**Passage provided**:
== Segment start ==

How Does an Executor Pay Off a Decedent’s Debt?
An executor is the person chosen under a will to put the wishes of the deceased person into effect. The will is a plan, and the executor is in charge of making that plan happen. That includes payment of any debts that the deceased person had when they passed.
When a person passes away with estate planning documents in place, an executor is normally named in his or her Last Will and Testament. The courts will appoint a named executor unless there is some issue with the individual named (e.g. he or she does not wish to serve as executor) or a valid objection is made to the appointment.
Once the courts have appointed an executor, the work begins on making the decedent’s plans a reality. This includes collection and protection of estate assets, contact with named beneficiaries and potential heirs, calculation of estate taxes, filing of estate forms, payment of estate tax, response to creditor claims, collection of debts, payment of debts, and more.
Before an executor can distribute assets to beneficiaries, he or she must gather the assets of the estate and pay off the decedent’s debts. Those debts can include anything from personal loans to unpaid credit cards. Meeting the responsibilities of an executorship can be eased significantly if the executor hires an attorney for the estate.

== Segment end ==

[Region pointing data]
== Segment start ==

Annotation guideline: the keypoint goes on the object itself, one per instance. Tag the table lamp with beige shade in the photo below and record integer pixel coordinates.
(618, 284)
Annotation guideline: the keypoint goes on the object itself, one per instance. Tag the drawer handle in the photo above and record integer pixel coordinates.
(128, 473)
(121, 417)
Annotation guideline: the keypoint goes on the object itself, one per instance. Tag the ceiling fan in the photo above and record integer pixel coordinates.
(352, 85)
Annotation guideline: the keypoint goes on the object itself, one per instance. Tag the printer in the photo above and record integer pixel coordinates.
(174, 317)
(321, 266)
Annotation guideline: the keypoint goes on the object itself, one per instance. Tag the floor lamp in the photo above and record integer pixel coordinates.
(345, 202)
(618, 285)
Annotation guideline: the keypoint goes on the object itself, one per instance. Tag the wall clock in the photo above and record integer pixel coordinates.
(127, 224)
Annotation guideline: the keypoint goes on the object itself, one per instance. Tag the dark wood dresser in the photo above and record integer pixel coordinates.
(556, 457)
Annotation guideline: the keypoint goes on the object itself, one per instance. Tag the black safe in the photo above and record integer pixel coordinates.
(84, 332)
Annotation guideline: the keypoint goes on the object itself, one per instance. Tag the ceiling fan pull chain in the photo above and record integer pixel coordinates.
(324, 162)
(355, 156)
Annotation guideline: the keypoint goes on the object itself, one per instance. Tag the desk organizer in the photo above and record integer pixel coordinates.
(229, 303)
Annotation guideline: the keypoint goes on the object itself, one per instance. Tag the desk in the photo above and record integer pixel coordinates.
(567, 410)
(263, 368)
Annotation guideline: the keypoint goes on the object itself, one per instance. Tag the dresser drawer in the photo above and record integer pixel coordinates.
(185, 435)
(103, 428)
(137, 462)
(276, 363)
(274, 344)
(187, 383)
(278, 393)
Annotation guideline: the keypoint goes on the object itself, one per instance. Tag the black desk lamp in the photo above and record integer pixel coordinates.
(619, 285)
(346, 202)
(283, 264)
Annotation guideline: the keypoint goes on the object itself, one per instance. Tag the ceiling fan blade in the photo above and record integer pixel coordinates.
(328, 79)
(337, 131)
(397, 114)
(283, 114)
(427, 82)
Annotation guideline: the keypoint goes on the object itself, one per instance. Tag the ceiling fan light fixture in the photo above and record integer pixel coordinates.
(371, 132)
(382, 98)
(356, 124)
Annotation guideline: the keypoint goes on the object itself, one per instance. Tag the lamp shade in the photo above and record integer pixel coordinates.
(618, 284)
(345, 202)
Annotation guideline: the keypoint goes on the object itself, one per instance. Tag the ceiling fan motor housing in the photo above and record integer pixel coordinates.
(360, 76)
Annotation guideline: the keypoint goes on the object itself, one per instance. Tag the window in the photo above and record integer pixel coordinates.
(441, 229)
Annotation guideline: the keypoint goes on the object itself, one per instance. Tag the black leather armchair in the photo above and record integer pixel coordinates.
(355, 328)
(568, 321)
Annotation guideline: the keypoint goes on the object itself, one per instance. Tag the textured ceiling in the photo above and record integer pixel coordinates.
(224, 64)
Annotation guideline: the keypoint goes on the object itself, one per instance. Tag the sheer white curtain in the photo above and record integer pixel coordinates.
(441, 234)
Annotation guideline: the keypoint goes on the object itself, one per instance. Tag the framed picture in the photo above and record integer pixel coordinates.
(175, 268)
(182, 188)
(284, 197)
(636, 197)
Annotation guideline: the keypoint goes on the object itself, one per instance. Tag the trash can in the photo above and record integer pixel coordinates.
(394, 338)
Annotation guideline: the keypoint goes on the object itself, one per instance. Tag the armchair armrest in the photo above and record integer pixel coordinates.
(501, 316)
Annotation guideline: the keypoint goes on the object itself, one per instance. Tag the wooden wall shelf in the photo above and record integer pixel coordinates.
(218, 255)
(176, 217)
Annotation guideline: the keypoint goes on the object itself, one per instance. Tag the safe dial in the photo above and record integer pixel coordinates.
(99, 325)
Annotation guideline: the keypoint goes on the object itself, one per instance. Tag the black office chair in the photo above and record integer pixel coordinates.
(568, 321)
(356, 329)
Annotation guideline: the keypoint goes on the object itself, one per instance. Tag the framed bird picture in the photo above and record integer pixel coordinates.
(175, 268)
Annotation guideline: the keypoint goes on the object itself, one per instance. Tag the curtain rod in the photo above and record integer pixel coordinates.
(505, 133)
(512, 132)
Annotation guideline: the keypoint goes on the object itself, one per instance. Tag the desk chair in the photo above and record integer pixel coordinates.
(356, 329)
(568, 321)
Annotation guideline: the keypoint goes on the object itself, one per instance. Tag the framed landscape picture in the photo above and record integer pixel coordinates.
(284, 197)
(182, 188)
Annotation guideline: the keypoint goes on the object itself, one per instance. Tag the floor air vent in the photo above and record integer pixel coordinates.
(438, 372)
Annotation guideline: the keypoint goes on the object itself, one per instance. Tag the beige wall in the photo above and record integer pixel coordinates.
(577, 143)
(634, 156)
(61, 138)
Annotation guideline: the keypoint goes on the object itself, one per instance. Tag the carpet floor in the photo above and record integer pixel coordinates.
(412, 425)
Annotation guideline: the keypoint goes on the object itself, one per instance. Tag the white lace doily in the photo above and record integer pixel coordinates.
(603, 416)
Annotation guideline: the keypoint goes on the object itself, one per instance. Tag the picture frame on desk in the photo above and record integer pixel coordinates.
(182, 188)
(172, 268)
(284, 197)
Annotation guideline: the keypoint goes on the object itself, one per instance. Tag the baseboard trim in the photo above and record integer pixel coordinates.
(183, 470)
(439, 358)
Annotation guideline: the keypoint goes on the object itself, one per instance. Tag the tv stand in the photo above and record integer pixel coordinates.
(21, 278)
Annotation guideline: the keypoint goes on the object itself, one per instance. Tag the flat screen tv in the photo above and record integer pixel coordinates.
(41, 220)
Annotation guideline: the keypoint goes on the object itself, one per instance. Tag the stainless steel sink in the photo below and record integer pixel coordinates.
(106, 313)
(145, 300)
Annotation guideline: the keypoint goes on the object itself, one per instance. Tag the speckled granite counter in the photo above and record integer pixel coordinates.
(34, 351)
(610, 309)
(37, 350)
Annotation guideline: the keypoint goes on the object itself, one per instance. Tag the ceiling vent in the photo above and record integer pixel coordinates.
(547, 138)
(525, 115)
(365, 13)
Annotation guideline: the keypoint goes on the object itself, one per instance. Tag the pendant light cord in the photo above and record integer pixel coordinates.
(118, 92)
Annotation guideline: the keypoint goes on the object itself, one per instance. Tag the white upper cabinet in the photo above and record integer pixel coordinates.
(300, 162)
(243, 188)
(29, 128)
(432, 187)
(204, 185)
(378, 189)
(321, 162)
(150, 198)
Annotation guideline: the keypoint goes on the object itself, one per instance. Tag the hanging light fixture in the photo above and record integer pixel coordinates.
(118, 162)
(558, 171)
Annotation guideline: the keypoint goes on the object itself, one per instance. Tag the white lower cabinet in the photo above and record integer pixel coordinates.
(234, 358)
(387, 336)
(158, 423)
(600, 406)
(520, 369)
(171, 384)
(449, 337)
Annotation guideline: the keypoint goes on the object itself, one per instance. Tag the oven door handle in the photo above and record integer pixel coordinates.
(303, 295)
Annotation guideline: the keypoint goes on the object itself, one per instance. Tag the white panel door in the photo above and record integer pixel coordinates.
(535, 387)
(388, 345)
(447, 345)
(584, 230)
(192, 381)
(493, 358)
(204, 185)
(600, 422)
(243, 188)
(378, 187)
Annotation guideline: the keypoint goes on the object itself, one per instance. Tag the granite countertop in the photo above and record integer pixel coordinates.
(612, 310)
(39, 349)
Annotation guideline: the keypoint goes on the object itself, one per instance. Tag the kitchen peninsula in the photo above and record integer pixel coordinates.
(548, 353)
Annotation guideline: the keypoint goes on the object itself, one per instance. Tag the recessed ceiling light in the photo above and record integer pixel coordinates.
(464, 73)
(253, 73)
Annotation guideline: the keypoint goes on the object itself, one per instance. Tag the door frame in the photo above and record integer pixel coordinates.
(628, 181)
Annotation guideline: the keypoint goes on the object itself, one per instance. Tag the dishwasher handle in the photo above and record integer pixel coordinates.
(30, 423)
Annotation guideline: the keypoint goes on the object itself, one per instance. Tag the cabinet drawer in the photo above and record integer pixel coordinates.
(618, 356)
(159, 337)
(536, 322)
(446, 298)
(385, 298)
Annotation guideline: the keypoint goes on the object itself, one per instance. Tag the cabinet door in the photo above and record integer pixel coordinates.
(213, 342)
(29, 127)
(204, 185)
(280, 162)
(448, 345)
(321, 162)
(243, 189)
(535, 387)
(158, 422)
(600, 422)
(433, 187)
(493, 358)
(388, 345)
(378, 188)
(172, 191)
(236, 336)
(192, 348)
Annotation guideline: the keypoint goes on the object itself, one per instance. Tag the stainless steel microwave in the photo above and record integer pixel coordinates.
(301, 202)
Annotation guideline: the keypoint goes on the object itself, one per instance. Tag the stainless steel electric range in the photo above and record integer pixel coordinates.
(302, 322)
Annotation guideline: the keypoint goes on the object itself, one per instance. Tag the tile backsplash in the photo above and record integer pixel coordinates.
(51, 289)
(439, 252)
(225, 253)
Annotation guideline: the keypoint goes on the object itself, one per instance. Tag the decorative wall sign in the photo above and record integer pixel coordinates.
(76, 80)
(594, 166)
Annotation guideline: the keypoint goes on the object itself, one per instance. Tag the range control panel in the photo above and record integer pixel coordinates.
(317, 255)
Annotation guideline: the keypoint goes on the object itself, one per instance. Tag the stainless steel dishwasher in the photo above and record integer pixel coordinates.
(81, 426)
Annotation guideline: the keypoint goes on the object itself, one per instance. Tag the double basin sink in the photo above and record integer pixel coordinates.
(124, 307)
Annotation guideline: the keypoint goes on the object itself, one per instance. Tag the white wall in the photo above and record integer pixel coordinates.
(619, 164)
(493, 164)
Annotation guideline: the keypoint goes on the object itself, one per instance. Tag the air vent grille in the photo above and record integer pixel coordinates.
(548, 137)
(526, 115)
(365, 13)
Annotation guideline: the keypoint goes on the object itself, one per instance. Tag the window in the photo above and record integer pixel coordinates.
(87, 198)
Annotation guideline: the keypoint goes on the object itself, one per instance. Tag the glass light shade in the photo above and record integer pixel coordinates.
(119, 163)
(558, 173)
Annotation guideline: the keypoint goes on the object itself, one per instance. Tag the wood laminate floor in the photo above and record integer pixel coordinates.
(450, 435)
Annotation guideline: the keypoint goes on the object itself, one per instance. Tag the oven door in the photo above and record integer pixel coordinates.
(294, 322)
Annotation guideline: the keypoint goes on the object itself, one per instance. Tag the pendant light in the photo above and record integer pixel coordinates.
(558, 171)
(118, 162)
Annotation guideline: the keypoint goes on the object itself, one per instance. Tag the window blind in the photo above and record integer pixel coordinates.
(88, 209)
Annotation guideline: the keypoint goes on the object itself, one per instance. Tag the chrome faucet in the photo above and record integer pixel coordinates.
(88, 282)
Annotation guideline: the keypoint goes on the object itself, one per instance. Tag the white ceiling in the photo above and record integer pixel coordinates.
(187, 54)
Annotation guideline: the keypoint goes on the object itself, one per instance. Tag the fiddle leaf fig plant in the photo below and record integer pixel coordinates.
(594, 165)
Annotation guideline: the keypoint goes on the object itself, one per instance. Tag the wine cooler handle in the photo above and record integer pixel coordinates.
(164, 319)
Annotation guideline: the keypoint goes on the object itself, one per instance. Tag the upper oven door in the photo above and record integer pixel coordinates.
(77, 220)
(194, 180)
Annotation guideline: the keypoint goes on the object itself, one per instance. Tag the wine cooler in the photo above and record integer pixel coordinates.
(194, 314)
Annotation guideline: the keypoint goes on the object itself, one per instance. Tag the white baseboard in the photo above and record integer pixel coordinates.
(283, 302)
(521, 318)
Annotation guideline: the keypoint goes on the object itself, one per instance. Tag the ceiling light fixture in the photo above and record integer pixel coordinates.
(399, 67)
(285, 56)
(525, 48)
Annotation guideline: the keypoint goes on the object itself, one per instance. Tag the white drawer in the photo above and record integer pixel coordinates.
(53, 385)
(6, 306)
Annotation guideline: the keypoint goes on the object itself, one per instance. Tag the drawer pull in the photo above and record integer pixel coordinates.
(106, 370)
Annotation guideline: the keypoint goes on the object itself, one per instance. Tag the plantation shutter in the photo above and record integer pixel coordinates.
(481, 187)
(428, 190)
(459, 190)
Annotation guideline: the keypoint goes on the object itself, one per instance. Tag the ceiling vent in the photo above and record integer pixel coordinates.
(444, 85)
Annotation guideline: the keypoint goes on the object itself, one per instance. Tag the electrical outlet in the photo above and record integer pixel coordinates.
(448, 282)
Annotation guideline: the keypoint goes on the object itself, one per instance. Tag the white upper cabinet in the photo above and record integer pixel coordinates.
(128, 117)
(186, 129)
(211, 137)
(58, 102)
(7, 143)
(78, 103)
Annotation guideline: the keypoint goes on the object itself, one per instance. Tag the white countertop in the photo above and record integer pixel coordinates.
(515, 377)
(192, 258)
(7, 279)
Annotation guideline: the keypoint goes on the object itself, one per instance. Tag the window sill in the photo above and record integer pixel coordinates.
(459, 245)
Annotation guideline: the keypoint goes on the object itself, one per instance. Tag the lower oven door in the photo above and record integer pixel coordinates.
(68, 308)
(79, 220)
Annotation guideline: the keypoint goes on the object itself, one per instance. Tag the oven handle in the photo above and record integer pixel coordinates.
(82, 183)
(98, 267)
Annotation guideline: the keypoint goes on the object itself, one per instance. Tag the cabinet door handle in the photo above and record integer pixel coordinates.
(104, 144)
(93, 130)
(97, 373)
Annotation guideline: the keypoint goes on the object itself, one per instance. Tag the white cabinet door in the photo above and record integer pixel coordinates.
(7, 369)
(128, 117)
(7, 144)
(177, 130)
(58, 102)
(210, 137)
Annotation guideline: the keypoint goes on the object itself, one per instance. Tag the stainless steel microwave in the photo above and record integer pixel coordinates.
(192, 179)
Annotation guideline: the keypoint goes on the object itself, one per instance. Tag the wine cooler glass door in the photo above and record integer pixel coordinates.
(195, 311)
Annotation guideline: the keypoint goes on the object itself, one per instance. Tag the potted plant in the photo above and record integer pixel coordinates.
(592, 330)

== Segment end ==

**Tasks and exercises**:
1. Copy the passage on executors word for word, starting at "An executor is the" and ending at "to the appointment.".
2. In the passage on executors, which duties in the list that begins "collection and protection of estate assets" contain the word "estate"?
3. Pick up the passage on executors after its final sentence and continue it.

**Responses by task**:
1.
An executor is the person chosen under a will to put the wishes of the deceased person into effect. The will is a plan, and the executor is in charge of making that plan happen. That includes payment of any debts that the deceased person had when they passed.
When a person passes away with estate planning documents in place, an executor is normally named in his or her Last Will and Testament. The courts will appoint a named executor unless there is some issue with the individual named (e.g. he or she does not wish to serve as executor) or a valid objection is made to the appointment.

2.
- collection and protection of estate assets
- calculation of estate taxes
- filing of estate forms
- payment of estate tax

3.
In New Jersey, when an estate does not contain enough assets to meet all of the claims against it, the legislature set out an order of priority for claims against the estate, as follows:
“1. Reasonable funeral expenses;
2. Costs and expenses of administration;
3. Debts for the reasonable value of services rendered to the decedent by the Office of the Public Guardian for Elderly Adults;
4. Debts and taxes with preference under federal law or the laws of this State;
5. Reasonable medical and hospital expenses of the last illness of the decedent, including compensation of persons attending him;
6. Judgments entered against the decedent according to the priorities of their entries respectively;
7. All other claims.”
NJ Rev Stat § 3B:22-2 (2013).
The law in New Jersey sets out specific windows of time in which claims against the estate and responses to those claims must be made. In NJ, creditors have nine months from the death of the decedent to present their claims to the executor in writing and under oath. Some other states have a shorter window. If a creditor misses the time for presentation of a claim, the executor (on behalf of the estate of the deceased person) is not liable to the creditor for any assets “may have delivered or paid in satisfaction of any lawful claims, devises or distributive shares, before the presentation of the claim.” NJ Rev Stat § 3B:22-4 (2015).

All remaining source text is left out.